* _TASK GOAL_: The answer must be an exact copy of every record below.

(Dataset entries)
---*---

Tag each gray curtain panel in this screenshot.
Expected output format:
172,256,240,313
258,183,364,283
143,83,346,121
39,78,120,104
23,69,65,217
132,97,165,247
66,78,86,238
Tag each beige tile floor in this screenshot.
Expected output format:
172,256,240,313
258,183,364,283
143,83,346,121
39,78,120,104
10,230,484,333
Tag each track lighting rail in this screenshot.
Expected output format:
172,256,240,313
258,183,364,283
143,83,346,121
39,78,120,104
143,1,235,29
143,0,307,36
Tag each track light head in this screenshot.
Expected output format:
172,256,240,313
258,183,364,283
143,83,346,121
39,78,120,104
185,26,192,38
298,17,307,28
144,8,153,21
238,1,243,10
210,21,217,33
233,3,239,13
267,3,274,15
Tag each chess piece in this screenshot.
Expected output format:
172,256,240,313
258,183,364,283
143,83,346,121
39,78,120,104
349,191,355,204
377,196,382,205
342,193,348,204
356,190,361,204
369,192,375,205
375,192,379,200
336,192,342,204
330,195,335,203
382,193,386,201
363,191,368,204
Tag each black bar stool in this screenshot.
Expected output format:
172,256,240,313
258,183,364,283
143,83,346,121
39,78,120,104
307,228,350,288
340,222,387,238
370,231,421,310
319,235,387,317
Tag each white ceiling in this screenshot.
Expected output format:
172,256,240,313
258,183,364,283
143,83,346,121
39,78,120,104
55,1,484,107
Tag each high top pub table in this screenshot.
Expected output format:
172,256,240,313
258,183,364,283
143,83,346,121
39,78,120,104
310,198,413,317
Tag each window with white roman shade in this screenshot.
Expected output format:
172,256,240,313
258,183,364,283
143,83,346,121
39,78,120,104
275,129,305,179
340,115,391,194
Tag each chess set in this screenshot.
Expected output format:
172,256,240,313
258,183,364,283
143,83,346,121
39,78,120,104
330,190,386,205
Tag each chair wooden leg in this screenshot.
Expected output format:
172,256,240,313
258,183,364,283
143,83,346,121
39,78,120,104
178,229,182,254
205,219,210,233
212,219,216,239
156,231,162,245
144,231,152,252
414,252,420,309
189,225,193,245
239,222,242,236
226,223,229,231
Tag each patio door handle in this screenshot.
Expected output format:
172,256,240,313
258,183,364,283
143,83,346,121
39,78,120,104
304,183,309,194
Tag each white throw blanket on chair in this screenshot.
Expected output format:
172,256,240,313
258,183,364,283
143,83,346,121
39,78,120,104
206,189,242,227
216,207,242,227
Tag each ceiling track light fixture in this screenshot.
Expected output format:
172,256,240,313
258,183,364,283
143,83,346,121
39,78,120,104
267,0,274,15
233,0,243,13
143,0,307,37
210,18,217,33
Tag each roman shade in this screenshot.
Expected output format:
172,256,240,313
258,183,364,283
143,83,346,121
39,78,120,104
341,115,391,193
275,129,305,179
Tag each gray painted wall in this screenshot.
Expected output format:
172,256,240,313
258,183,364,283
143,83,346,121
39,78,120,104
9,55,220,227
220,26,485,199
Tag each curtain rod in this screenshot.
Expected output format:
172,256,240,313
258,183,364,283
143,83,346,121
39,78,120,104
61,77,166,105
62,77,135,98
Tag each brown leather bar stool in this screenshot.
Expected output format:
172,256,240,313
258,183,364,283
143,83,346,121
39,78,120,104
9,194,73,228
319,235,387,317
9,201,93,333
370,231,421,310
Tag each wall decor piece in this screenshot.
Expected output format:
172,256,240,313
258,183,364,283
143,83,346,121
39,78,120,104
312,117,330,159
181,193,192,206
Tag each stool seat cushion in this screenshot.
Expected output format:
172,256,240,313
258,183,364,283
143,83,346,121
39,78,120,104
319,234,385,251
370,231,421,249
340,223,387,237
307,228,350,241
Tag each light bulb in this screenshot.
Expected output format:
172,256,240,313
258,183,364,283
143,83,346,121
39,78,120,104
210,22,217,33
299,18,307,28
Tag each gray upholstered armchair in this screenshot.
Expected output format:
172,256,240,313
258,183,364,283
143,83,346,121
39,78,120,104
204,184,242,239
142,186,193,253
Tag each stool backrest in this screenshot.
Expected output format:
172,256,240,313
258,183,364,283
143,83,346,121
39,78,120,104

---*---

* _RESULT OF THIS EXERCISE_:
Tag each gray curtain panel in this screenshot.
Expected output format:
172,256,240,313
258,183,364,283
143,83,346,121
39,78,120,104
23,69,65,217
132,97,165,247
66,78,86,238
Tag each beige tile floor in this screenshot.
Expected output format:
172,256,240,313
258,183,364,283
143,83,346,121
39,78,120,104
10,230,484,333
Tag each track lighting rail in this screenshot.
Expected output format:
172,256,240,313
258,183,364,283
143,83,346,121
39,78,120,104
143,1,235,29
143,0,307,36
Tag each track light head in this screenshot.
Expected output format:
172,256,240,313
258,183,364,283
143,83,346,121
39,78,120,104
185,26,192,38
298,17,307,28
144,8,153,21
238,1,243,10
210,21,217,33
233,3,239,13
267,3,274,15
Tag each chess piece in this screenshot.
Expected output format:
172,256,240,313
258,183,364,283
143,83,346,121
39,78,120,104
349,191,355,204
377,196,382,205
342,193,348,204
356,190,361,204
369,192,375,205
375,192,379,200
336,192,342,204
330,195,335,203
382,193,386,201
363,191,368,204
Tag each black bar stool in this screenshot.
Expected output format:
172,256,240,313
258,183,364,283
143,83,346,121
39,78,120,104
307,228,350,288
340,222,387,238
370,231,421,310
319,235,387,317
Tag each white ceiling in this screenshot.
Expected output format:
172,256,240,313
258,183,364,283
143,83,346,121
39,78,120,104
55,1,484,107
Tag each high top pub table in this screenshot.
Expected output format:
172,256,240,313
258,183,364,283
143,83,346,121
39,78,120,104
310,198,413,317
Tag each window with white roman shade in this screenshot.
Expected output format:
172,256,240,313
258,183,364,283
143,83,346,121
39,78,120,104
275,129,305,179
340,115,391,194
Tag each chess set in this screenshot.
Expected output format:
172,256,240,313
258,183,364,283
143,83,346,121
39,78,120,104
330,190,386,205
Tag each chair wooden leg in this screenshot.
Expected output format:
172,256,240,313
258,183,364,283
143,83,346,121
39,78,120,104
178,229,182,254
205,219,210,233
212,219,216,239
156,231,162,245
144,231,152,252
414,252,420,309
189,225,193,245
239,222,242,236
226,223,229,231
Tag each patio door handle in this screenshot.
Expected output format:
172,256,240,313
258,183,364,283
143,83,346,121
39,78,120,104
304,183,309,194
Tag each white throw blanket on chair in this screenshot.
Expected output format:
172,256,240,313
258,183,364,283
143,83,346,121
39,78,120,104
206,189,242,227
216,207,242,227
Tag each ceiling track light fixture in this screenshot.
Expected output format:
172,256,240,313
258,183,364,283
143,83,346,121
39,78,120,104
267,0,274,15
233,0,243,13
143,0,307,37
210,18,217,33
Tag each roman shade in this screenshot.
Expected output format:
172,256,240,313
258,183,364,283
143,83,346,121
39,78,120,104
341,115,391,193
275,129,305,179
Tag each gray painted wall in this screenshot.
Expected output format:
172,256,240,313
258,183,364,283
143,83,346,121
39,78,120,104
9,55,220,227
220,26,485,199
Tag each curtain rod in this screenshot.
Expected output format:
172,256,240,313
258,183,364,283
143,83,346,121
39,78,120,104
61,77,166,105
62,77,135,98
Tag each brown leather bar stool in this screenshot.
Expected output format:
172,256,240,313
258,183,364,283
143,83,346,121
39,78,120,104
9,194,73,228
319,235,387,317
9,201,93,333
370,231,421,310
Tag each wall decor piece in this screenshot.
Expected output format:
172,256,240,313
258,183,364,283
143,83,346,121
39,78,120,104
312,117,330,159
181,193,192,206
Tag each stool seat cushion in this screenshot.
Expected output format:
172,256,240,313
258,183,364,283
143,83,346,121
39,78,120,104
319,234,385,251
370,231,421,249
340,223,387,237
307,228,350,241
Tag each light bulb in this screenshot.
Expected output format:
172,256,240,313
258,183,364,283
143,83,346,121
39,78,120,104
210,22,217,33
299,18,307,28
Tag each gray upholstered armchair in this screenshot.
Expected output format:
172,256,240,313
258,183,364,283
143,83,346,121
39,78,120,104
204,184,242,239
142,186,193,253
Tag each stool backrest in this screenshot.
Expected output format:
172,256,240,313
258,183,364,283
143,83,346,121
39,78,120,104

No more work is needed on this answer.